━━ Text under study

Historic house in Minnesota, United States

The Captain John Oliver House, nicknamed Cedarlawn, is a historic house in Lakeland, Minnesota, United States, built in 1849. It was listed on the National Register of Historic Places in 1977 for having local significance in the themes of architecture and exploration/settlement. It was nominated for its association with the settlement and organization of the Lakeland area and as a rare surviving example of mid-19th-century Greek Revival architecture in Minnesota.

==Description==
The Captain John Oliver House is a two-story building with clapboard siding. Greek Revival elements include corner pilasters with simple entablatures topped by gable-end pediments, dog-eared window moulding, and a front door flanked with small pilasters, a transom window, and sidelights. There is also an arched Gothic Revival window in the center of the front gable.

The house has been expanded with a front porch and additions to the side and rear, but retains its original architectural features.

━━━━

Work instructions
1. According to the text about the Captain John Oliver House, in what year was the house listed on the National Register of Historic Places?
2. Continue the text about the Captain John Oliver House from its last sentence.
The entries have nothing to do with the text about the Captain John Oliver House.

━━ Dataset entries

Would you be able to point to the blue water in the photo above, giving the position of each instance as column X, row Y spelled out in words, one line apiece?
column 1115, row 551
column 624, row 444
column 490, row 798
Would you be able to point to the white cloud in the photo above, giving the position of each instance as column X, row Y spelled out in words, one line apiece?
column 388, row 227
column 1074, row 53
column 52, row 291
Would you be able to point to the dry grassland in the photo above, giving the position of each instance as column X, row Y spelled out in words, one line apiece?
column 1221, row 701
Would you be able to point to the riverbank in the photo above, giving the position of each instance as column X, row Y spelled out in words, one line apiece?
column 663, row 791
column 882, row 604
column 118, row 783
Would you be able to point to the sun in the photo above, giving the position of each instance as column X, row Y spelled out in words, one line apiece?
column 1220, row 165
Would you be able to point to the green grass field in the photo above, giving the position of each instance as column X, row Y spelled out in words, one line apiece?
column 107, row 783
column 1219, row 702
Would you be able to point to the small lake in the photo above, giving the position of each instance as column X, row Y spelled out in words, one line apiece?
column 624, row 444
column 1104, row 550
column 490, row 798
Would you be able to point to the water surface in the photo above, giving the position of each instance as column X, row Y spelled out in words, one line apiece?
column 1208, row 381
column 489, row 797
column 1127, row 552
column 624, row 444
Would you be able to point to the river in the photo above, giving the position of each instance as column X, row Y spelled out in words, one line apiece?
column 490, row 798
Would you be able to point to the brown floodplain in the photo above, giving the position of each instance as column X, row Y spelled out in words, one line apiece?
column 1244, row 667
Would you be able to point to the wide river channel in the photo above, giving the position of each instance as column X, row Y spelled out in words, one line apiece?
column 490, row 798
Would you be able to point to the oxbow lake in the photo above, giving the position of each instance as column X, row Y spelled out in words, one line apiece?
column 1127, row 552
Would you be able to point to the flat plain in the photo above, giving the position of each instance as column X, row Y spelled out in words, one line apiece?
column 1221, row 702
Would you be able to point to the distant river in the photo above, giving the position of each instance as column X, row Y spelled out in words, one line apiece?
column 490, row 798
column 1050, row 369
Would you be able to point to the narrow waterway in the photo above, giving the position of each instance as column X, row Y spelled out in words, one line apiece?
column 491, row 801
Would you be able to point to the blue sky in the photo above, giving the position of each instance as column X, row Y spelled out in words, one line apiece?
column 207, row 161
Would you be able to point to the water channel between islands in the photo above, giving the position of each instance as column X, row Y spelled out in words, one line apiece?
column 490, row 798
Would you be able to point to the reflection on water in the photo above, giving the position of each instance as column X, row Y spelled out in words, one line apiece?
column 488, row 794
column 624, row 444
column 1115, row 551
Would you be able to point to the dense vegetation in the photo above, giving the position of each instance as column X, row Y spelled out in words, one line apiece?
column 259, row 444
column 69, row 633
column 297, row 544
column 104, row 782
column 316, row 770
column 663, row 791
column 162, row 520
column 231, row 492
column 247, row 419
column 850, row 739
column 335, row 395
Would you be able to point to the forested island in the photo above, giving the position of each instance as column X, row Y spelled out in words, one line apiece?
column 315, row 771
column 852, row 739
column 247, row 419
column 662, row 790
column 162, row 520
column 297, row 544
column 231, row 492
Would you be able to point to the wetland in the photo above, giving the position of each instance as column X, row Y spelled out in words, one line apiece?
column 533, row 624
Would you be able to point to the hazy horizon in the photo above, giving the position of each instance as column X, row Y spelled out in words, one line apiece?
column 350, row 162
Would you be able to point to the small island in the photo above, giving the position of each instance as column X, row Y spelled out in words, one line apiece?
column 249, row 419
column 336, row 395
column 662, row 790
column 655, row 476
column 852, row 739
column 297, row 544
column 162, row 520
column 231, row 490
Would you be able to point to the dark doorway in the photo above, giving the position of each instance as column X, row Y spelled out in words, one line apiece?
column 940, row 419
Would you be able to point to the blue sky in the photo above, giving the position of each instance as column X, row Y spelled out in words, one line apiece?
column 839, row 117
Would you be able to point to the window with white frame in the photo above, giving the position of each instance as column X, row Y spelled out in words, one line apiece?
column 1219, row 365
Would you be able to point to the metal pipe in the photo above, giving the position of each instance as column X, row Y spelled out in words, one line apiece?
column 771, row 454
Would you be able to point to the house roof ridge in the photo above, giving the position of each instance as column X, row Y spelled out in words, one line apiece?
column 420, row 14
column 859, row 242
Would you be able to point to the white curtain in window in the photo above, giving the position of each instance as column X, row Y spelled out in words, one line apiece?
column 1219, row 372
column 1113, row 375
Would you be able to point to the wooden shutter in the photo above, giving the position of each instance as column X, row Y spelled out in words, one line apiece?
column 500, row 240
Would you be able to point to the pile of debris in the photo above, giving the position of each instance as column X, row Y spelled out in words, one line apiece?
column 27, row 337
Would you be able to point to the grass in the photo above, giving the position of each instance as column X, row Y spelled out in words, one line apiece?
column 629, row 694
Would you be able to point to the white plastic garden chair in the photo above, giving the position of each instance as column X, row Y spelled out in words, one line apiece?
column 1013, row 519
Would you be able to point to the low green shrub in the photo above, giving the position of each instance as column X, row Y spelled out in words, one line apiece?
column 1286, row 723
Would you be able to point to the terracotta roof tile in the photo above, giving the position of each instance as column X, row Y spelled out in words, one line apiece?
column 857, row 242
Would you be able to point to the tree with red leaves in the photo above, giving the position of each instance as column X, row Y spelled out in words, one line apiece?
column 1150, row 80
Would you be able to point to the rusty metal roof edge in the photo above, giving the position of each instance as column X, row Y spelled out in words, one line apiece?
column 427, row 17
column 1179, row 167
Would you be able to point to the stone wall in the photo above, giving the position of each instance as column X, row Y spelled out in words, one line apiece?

━━━━

Answers for each item
1. 1977

2.
==History==
John Oliver was an Englishman who attained the rank of captain in the British Royal Navy before emigrating to Massachusetts in 1820. He worked as a maritime pilot on Boston Harbor for over two decades, then relocated to Minnesota. He and his family were among the first settlers of Lakeland Township in 1848. Oliver operated a ferry on the St. Croix River between Lakeland and Hudson, Wisconsin, from 1850 until his death in 1869. His sons George and Charles were instrumental in organizing the town government of Lakeland while another son, John Oliver, Jr., founded the local school.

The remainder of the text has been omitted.